§ **TASK DIRECTIONS**:
Print the material below line for line, leaving every character unchanged.

Data records
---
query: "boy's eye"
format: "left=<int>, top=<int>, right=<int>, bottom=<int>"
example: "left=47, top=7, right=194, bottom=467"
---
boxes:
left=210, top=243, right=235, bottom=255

§ **RESPONSE**:
---
query: "boy's eye"
format: "left=<int>, top=<int>, right=<int>, bottom=<int>"
example: "left=47, top=7, right=194, bottom=467"
---
boxes:
left=210, top=243, right=235, bottom=255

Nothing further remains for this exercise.